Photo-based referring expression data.
***

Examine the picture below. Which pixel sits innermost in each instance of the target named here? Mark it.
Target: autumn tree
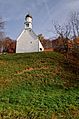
(63, 33)
(1, 34)
(9, 45)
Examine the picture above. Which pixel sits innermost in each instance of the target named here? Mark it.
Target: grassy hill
(38, 86)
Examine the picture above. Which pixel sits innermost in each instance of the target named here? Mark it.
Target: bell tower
(28, 21)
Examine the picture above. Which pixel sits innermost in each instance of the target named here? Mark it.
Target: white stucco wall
(28, 42)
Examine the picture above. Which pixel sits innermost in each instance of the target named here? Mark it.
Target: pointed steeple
(28, 21)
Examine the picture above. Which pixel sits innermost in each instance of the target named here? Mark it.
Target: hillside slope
(38, 86)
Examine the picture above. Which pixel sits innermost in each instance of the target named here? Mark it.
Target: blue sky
(42, 11)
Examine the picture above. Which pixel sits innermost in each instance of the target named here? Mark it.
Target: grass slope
(38, 86)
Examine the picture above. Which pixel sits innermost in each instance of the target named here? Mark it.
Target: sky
(44, 12)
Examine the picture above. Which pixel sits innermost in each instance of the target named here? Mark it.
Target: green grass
(38, 86)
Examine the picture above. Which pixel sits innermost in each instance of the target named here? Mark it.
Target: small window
(27, 24)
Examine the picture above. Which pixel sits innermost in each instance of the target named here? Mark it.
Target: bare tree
(74, 20)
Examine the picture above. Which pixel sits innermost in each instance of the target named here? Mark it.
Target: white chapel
(28, 40)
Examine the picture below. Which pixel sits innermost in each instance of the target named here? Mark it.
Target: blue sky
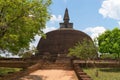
(90, 16)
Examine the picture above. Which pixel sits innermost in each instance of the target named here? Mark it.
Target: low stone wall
(17, 75)
(80, 74)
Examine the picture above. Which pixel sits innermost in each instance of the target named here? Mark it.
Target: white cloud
(55, 18)
(37, 38)
(94, 31)
(111, 9)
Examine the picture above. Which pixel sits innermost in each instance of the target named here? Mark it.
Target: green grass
(103, 73)
(5, 71)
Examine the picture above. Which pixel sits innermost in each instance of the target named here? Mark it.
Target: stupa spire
(66, 24)
(66, 16)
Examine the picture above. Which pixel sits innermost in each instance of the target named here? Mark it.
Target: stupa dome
(60, 40)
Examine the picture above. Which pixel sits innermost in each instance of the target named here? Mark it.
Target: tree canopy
(20, 21)
(85, 50)
(109, 41)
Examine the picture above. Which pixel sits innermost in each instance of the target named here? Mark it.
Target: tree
(20, 21)
(84, 50)
(109, 42)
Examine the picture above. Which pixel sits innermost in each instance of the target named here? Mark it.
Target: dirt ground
(51, 75)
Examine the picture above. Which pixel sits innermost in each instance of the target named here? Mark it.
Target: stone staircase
(81, 75)
(56, 66)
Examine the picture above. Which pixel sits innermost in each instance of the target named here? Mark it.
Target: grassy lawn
(4, 71)
(103, 73)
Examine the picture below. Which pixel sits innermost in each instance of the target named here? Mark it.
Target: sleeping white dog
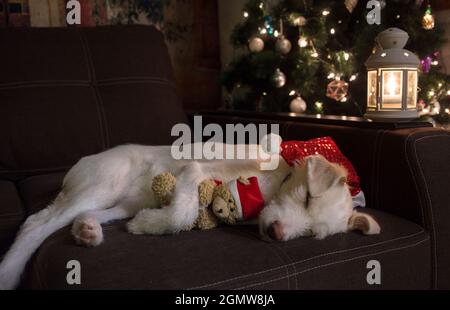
(309, 199)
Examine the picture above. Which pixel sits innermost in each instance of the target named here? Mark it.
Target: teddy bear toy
(238, 200)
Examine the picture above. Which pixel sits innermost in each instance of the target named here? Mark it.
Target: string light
(303, 42)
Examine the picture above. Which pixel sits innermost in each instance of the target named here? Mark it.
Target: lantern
(392, 77)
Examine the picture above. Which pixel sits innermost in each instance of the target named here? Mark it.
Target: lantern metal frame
(392, 58)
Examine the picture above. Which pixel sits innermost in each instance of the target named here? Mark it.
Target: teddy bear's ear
(206, 191)
(364, 223)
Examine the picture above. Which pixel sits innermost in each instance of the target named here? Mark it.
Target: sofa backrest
(70, 92)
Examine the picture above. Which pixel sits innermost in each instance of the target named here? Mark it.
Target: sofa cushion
(234, 257)
(38, 191)
(81, 91)
(11, 214)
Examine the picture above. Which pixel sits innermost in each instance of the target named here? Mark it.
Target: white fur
(116, 184)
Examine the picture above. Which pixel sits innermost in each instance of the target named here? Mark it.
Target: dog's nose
(275, 231)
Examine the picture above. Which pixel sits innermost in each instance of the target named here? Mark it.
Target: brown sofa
(68, 93)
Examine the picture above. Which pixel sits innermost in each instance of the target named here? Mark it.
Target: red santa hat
(248, 198)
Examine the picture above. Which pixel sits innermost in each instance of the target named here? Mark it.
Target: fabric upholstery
(235, 258)
(68, 93)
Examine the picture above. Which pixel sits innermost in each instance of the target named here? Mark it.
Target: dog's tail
(31, 235)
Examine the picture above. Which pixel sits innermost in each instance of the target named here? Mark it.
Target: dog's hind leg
(40, 226)
(181, 213)
(87, 229)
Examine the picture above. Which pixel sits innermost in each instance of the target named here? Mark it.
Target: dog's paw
(87, 231)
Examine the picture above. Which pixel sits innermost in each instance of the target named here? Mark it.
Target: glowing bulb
(303, 42)
(392, 84)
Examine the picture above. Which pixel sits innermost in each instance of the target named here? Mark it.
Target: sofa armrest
(405, 172)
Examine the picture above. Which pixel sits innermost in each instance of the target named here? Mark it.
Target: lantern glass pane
(392, 89)
(372, 89)
(412, 90)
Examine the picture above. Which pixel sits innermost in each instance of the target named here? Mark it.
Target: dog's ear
(364, 223)
(321, 175)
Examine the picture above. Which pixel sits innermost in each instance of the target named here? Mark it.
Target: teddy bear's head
(224, 206)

***

Problem description.
Please reproduce the entries above line by line, exactly, leaving out each image.

Written solution.
Examine the picture below. Which pixel sits innermost in each instance of the target named here? Mark it.
Target: autumn tree
(63, 33)
(1, 34)
(9, 45)
Examine the picture above. Which pixel sits innermost in each instance of the target named here? Mark it.
Target: grassy hill
(38, 86)
Examine the picture above. Which pixel sits innermost in each instance of the target named here? Mark it.
Target: bell tower
(28, 21)
Examine the picture above. Which pixel sits innermost in each instance of the target named here? Mark it.
Target: white stucco wall
(28, 42)
Examine the picture above. Which pixel sits innermost in each instance of the target named here? Mark it.
Target: pointed steeple
(28, 21)
Examine the picture above. Which pixel sits innermost in each instance of the target named here? Mark it.
Target: hillside slope
(38, 86)
Examine the picture above. Which pixel sits innermost in each instance of the target named here? Mark it.
Target: blue sky
(42, 11)
Examine the picture above. Which pixel sits innermost in each instance of the target named here? Mark it.
Target: grass slope
(38, 86)
Examine the picture above. Which pixel sits innermost in each instance of the target named here? Mark it.
Target: sky
(44, 12)
Examine the picture above. Which pixel sits innermost in each instance of the target named here? Mark it.
Target: green grass
(38, 86)
Examine the picture above. Which pixel sits innermost in each instance of the target named here? Mark it.
Target: small window
(27, 24)
Examine the picture above. Which pixel sits innermost in each instance of the target named here? Mark it.
Target: bare tree
(74, 20)
Examine the picture above. Which pixel sits innermost in each instance of the target named here? Mark it.
Target: white chapel
(28, 40)
Examine the picture below. Which pixel sits innermost in each instance of the target named here? Mark it.
Target: blue sky
(90, 16)
Examine the picture above. Which pixel sits innermost in each instance of the target named here? Mark it.
Target: low stone wall
(17, 75)
(80, 74)
Examine the picture above. Which pixel sits innermost in each instance of the target named here? Mark it.
Target: white cloud
(55, 18)
(37, 38)
(94, 31)
(111, 9)
Examine the picture above. Which pixel sits innermost in each instance of the target named here? Mark it.
Target: green grass
(103, 73)
(5, 71)
Examine the picture above. Which pixel sits innermost in each instance of the target named here? Mark it.
Target: stupa spire
(66, 24)
(66, 16)
Examine the picture above. Which pixel sits innermost in each instance of the target named here? Mark it.
Target: stupa dome
(60, 40)
Examine the picture above. Which pixel sits innermost in each instance of the target named here? Mark it.
Target: tree canopy
(20, 21)
(85, 50)
(109, 41)
Examine the picture above. Which pixel sits innermost in each instance of the target named here? Mark it.
Target: tree
(20, 21)
(84, 50)
(109, 42)
Examine the picture above. Which pixel sits innermost in each instance of the target named here? Mark it.
Target: dirt ground
(51, 75)
Examine the picture above. Which pixel sits innermost in each instance of the target named here? Mark it.
Target: stone staircase
(81, 75)
(56, 66)
Examine the picture above. Which pixel sits innermost in each instance of the target named here? Mark it.
Target: grassy lawn
(4, 71)
(103, 73)
Examine the picture below. Which pixel sits innermost in each instance of the target named here? Mark it.
Target: sleeping white dog
(309, 199)
Examine the picture above. Which pixel sits innermost in each instance of the target named here? Mark it.
Target: teddy bear toy
(238, 200)
Examine the picture above. Which pixel sits innermost in each instance of the target named here? Mark it.
Target: string light
(303, 42)
Examine the picture above. Which pixel sits innermost in each instance of the target named here? Mark it.
Target: lantern
(392, 77)
Examine the picture above. Which pixel sits innermost in each instance of the target named here? Mark it.
Target: lantern metal frame
(392, 58)
Examine the picture above. Which pixel sits innermost in each instance of the target named here? Mark it.
Target: teddy bear's ear
(206, 191)
(364, 223)
Examine the picture above. Which pixel sits innermost in each instance of the target named here? Mark it.
Target: sofa backrest
(70, 92)
Examine the picture above. Which pixel sits innermost in each instance of the target named here? Mark it.
Target: sofa cushion
(234, 257)
(38, 191)
(81, 91)
(11, 214)
Examine the picture above. Which pixel sits innermost in each instance of the target named here? Mark it.
Target: white fur
(116, 184)
Examine the picture above. Which pixel sits innermost in each instance of the target named here? Mark it.
Target: dog's nose
(275, 231)
Examine the picture above. Which pixel sits innermost in each instance of the target named here? Mark it.
Target: brown sofa
(68, 93)
Examine the picture above. Which pixel sits innermost in each instance of the target named here? Mark it.
Target: red santa hat
(248, 198)
Examine the picture above. Which pixel sits innermost in each instance of the target named here? Mark it.
Target: fabric upholstery
(235, 258)
(68, 93)
Examine the picture above. Which pixel sits innermost in each instance of the target named here? Mark it.
Target: dog's tail
(31, 235)
Examine the picture above. Which pixel sits innermost in each instance of the target named here? Mark it.
Target: dog's hind leg
(40, 226)
(181, 213)
(87, 229)
Examine the picture above. Which pixel sits innermost in each instance of the target named here? Mark it.
Target: dog's paw
(87, 231)
Examine the picture above. Which pixel sits innermost in each instance of the target named here? Mark it.
Target: glowing bulb
(303, 42)
(392, 84)
Examine the picture above. Which pixel sits innermost in each instance of the target named here? Mark it.
Target: sofa armrest
(405, 172)
Examine the picture above. Which pixel sits innermost in each instance of the target named here? Mark it.
Target: lantern glass pane
(392, 89)
(372, 89)
(412, 90)
Examine the picture above. Which pixel sits innermost in each instance of the target named here? Mark it.
Target: dog's ear
(364, 223)
(321, 175)
Examine the picture above. Which pixel sits innermost in each instance of the target named here? Mark it.
Target: teddy bear's head
(224, 206)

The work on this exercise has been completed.